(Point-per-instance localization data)
· · · ·

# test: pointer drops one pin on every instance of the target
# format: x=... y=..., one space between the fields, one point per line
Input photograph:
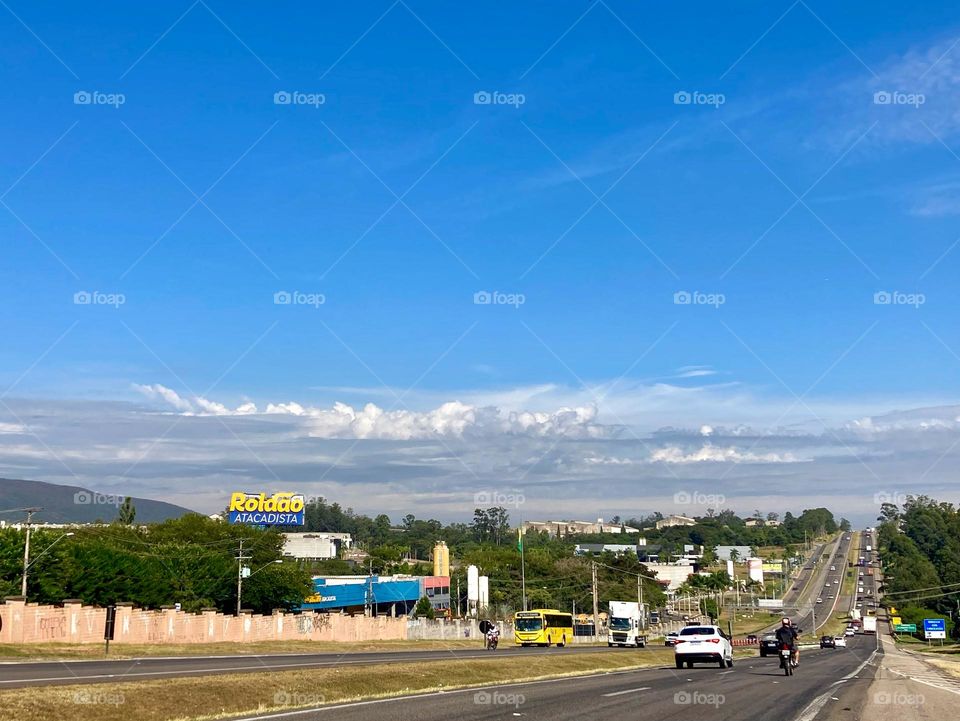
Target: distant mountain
x=73 y=504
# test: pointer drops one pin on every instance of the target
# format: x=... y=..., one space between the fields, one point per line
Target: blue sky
x=785 y=196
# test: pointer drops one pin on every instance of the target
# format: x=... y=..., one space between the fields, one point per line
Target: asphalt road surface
x=14 y=675
x=753 y=690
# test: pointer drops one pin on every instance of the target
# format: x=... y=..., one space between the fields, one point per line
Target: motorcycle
x=786 y=660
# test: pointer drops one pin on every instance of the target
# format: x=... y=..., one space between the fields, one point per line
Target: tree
x=127 y=512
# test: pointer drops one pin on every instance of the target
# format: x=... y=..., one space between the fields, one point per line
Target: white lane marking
x=629 y=690
x=814 y=707
x=352 y=704
x=133 y=674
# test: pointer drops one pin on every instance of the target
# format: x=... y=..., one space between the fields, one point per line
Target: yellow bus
x=543 y=627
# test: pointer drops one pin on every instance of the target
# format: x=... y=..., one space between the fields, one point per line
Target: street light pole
x=26 y=551
x=240 y=559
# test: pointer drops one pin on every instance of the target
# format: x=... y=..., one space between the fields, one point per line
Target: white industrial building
x=319 y=546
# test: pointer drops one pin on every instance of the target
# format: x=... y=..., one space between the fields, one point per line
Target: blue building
x=387 y=595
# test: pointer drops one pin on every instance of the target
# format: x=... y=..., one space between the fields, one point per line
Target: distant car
x=769 y=645
x=703 y=644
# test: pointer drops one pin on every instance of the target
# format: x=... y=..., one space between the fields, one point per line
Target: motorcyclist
x=493 y=636
x=787 y=638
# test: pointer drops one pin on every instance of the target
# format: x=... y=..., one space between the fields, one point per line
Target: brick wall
x=22 y=622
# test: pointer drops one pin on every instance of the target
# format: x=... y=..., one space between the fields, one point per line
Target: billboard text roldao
x=279 y=509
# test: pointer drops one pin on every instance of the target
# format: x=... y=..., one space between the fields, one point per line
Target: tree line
x=919 y=545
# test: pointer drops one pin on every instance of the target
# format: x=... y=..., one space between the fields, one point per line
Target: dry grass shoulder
x=60 y=651
x=212 y=697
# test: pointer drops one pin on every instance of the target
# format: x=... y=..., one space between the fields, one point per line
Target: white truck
x=626 y=625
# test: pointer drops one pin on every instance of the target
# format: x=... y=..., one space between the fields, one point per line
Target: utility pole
x=26 y=551
x=240 y=559
x=596 y=603
x=368 y=601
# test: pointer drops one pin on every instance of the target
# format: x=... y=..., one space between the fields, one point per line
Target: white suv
x=703 y=643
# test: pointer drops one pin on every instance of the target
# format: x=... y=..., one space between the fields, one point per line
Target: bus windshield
x=528 y=624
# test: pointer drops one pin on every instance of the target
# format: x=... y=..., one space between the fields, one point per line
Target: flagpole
x=523 y=567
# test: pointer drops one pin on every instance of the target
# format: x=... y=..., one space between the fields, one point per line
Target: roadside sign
x=934 y=628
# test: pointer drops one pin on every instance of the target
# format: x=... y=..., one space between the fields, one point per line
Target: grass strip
x=213 y=697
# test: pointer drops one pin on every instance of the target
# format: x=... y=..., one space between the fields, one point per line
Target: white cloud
x=453 y=419
x=715 y=454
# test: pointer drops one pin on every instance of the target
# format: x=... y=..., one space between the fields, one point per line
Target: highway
x=17 y=674
x=753 y=690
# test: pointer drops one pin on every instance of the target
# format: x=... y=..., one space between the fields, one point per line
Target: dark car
x=769 y=645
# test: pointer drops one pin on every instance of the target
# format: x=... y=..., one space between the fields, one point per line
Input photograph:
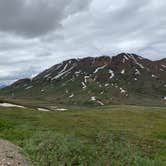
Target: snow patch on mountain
x=99 y=68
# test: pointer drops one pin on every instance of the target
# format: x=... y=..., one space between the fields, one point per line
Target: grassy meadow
x=88 y=136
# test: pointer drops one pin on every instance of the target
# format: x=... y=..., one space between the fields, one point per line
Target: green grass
x=110 y=135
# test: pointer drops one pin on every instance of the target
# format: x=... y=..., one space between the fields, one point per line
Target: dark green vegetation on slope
x=110 y=135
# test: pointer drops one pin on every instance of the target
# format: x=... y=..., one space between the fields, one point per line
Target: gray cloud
x=34 y=18
x=37 y=34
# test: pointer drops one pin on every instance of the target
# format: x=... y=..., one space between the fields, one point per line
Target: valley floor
x=109 y=135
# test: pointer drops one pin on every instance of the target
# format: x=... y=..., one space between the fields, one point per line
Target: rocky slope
x=125 y=78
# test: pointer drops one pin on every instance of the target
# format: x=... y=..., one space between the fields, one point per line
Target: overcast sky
x=36 y=34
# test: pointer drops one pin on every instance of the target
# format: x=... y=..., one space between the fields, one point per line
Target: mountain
x=125 y=78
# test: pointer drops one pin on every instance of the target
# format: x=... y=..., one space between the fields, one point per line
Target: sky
x=36 y=34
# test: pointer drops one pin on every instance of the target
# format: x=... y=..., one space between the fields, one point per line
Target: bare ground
x=10 y=155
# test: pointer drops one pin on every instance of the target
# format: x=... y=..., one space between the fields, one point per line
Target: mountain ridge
x=96 y=80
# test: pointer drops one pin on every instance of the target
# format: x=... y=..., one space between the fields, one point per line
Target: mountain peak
x=104 y=78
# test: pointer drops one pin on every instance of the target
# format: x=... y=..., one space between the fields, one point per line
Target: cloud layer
x=37 y=34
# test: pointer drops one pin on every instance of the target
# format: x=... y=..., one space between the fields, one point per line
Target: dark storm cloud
x=36 y=34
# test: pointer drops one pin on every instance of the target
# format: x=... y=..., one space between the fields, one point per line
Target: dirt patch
x=10 y=155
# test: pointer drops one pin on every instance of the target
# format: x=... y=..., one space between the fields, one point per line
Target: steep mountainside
x=125 y=78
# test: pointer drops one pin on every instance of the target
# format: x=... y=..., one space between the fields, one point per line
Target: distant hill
x=125 y=78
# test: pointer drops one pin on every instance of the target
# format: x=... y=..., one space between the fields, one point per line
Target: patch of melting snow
x=71 y=96
x=99 y=68
x=123 y=71
x=10 y=105
x=137 y=72
x=122 y=90
x=93 y=98
x=154 y=76
x=29 y=87
x=106 y=85
x=86 y=78
x=112 y=73
x=43 y=109
x=140 y=65
x=164 y=66
x=63 y=72
x=100 y=102
x=84 y=85
x=61 y=109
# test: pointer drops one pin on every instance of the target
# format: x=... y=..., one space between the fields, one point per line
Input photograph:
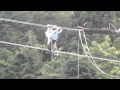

· · · ·

- [Exercise goal] Repeat every record above exactly. Omit the pictures.

- [Task response]
# test: pointer drops one pin on every instance of the target
# format: x=... y=..., one space between the fields, one point per line
Input photograph:
Target: distant mountain
x=73 y=504
# test: pointer drops one pin on every instance of the target
# format: x=... y=..., one space between the fields, one point per line
Target: blue sky
x=785 y=196
# test: pointer drops one pin on every instance of the target
# format: x=... y=..., one space between the fields, one point per line
Target: asphalt road surface
x=14 y=675
x=753 y=690
# test: pointer drops one pin on every instance of the target
# format: x=... y=..., one space between the fields, one point per line
Target: motorcycle
x=786 y=660
# test: pointer drops one pin on every instance of the target
# format: x=... y=..., one space between the fields, one point per line
Target: tree
x=127 y=512
# test: pointer drops one pin on every instance of the target
# format: x=... y=..., one space between the fields, one point per line
Target: white lane marking
x=629 y=690
x=814 y=707
x=352 y=704
x=133 y=674
# test: pointer drops one pin on every instance of the target
# format: x=... y=..., one space between the fields, one point per line
Target: yellow bus
x=543 y=627
# test: pointer drops one pin on every instance of the target
# format: x=... y=..., one space between the fields, one point per line
Target: street light pole
x=26 y=551
x=240 y=559
# test: pointer drops one pin on every instance of the target
# format: x=... y=..., one space between the fields, one point per line
Target: white industrial building
x=319 y=546
# test: pointer drops one pin on every instance of the target
# format: x=... y=..., one space between the fields, one point per line
Target: blue building
x=387 y=595
# test: pointer drops one pin on every instance of the target
# format: x=... y=..., one space between the fields, one point per line
Target: distant car
x=769 y=645
x=703 y=644
# test: pointer drops one pin on every instance of the target
# format: x=... y=..., one space between the fields, one point per line
Target: motorcyclist
x=493 y=636
x=787 y=638
# test: pointer drops one pin on every instance of the target
# format: x=... y=..., one space between the fields, one point per line
Target: brick wall
x=22 y=622
# test: pointer drops one pin on every instance of the target
# format: x=... y=..., one space between the fields, one point per line
Target: billboard text roldao
x=279 y=509
# test: pointer drops one pin on every instance of the target
# format: x=... y=..., one space between the fields, one point per line
Target: tree line
x=919 y=545
# test: pointer drops one pin on every instance of the target
# format: x=... y=..., one space between the fields, one point per line
Target: dry grass shoulder
x=60 y=651
x=212 y=697
# test: pointer drops one pin on every instance of the target
# format: x=... y=..., one space between the fields, one point per line
Target: white truck
x=626 y=625
# test: pointer drops one pin on every instance of the target
# format: x=... y=..., one space between the fields, one point per line
Target: utility pole
x=26 y=551
x=240 y=559
x=596 y=603
x=368 y=601
# test: pointer drops one pin on every instance of the target
# format: x=... y=..., one space between the fields, one point per line
Target: white suv
x=703 y=643
# test: pointer drops one pin on every instance of the target
# format: x=... y=..., one space between the fields, one point per line
Target: bus windshield
x=528 y=624
# test: pointer drops one pin on every instance of the target
# format: x=... y=..., one space between the fields, one point per line
Target: flagpole
x=523 y=567
# test: pointer drops one pin on every instance of the target
# format: x=... y=..., one space between the fields, one point per line
Target: roadside sign
x=934 y=628
# test: pointer drops one pin on every instance of the target
# format: x=... y=..., one space between the fields, one point per line
Target: grass strip
x=213 y=697
# test: pointer drops one pin on every instance of the target
# format: x=... y=..., one space between the fields, one point per line
Target: white cloud
x=453 y=419
x=715 y=454
# test: pointer drops one pin on every instance of the target
# format: x=... y=..., one space between the fields, one point per line
Target: highway
x=17 y=674
x=753 y=690
# test: pointer drops one pin on every instance of the target
# format: x=... y=..., one space between the fields, one point per line
Target: dark car
x=769 y=645
# test: pointer drops one pin on every instance of the target
# format: x=... y=..., one space between the fields, one point per line
Input photograph:
Target: snow patch on mountain
x=99 y=68
# test: pointer drops one pin on every instance of the target
# format: x=... y=..., one space between the fields, one point per line
Target: grassy meadow
x=88 y=136
# test: pointer drops one pin on every instance of the target
# format: x=... y=..., one space between the fields, one point per line
Target: green grass
x=110 y=135
# test: pointer drops one pin on every instance of the target
# format: x=... y=..., one space between the fields, one point per line
Target: dark green vegetation on slope
x=110 y=135
# test: pointer drops one pin on every instance of the target
# format: x=... y=..., one space between the fields, one point per line
Target: gray cloud
x=34 y=18
x=37 y=34
# test: pointer drops one pin on every instance of the target
# format: x=... y=..., one space between the fields, one point per line
Target: valley floor
x=109 y=135
# test: pointer drops one pin on every instance of the target
# format: x=... y=..., one space between the fields, one point per line
Target: rocky slope
x=125 y=78
# test: pointer drops one pin on every instance of the target
# format: x=... y=..., one space between the fields, one point per line
Target: overcast sky
x=36 y=34
# test: pointer drops one pin on every instance of the target
# format: x=... y=..., one space between the fields, one point per line
Target: mountain
x=125 y=78
# test: pointer drops one pin on every instance of the target
# format: x=... y=..., one space between the fields, one point per line
Target: sky
x=36 y=34
# test: pointer drops one pin on every instance of the target
# format: x=... y=..., one space between the fields, one point per line
Target: bare ground
x=10 y=155
# test: pointer drops one pin on every instance of the target
# format: x=... y=..., one space between the fields, one point per line
Target: mountain ridge
x=96 y=80
# test: pointer drops one pin on every instance of the target
# format: x=... y=..., one space between the fields, one point per line
Target: mountain peak
x=104 y=78
# test: pointer drops one pin on every instance of the target
# format: x=... y=..., one space between the fields, one point per line
Target: cloud layer
x=37 y=34
# test: pointer drops one pin on every instance of the target
# format: x=... y=..., one space between the fields, one point per line
Target: dark storm cloud
x=36 y=34
# test: pointer drops one pin on every instance of the target
# format: x=... y=..., one space between the fields, one point per line
Target: dirt patch
x=10 y=155
# test: pointer drops one pin on every instance of the target
# format: x=... y=..., one space between the fields, one point per line
Target: steep mountainside
x=125 y=78
# test: pointer drops one pin on every instance of the target
# format: x=... y=..., one space between the fields, one point per line
Target: distant hill
x=125 y=78
# test: pointer drops one pin on every instance of the target
# format: x=... y=..., one space between the fields, one point per line
Target: patch of melting snow
x=71 y=96
x=99 y=68
x=123 y=71
x=10 y=105
x=137 y=72
x=122 y=90
x=93 y=98
x=154 y=76
x=29 y=87
x=106 y=85
x=86 y=78
x=112 y=73
x=43 y=109
x=140 y=65
x=164 y=66
x=63 y=72
x=100 y=102
x=84 y=85
x=61 y=109
# test: pointer drops one pin on every instance of the target
# format: x=... y=..., one space between the fields, one point per line
Input photograph:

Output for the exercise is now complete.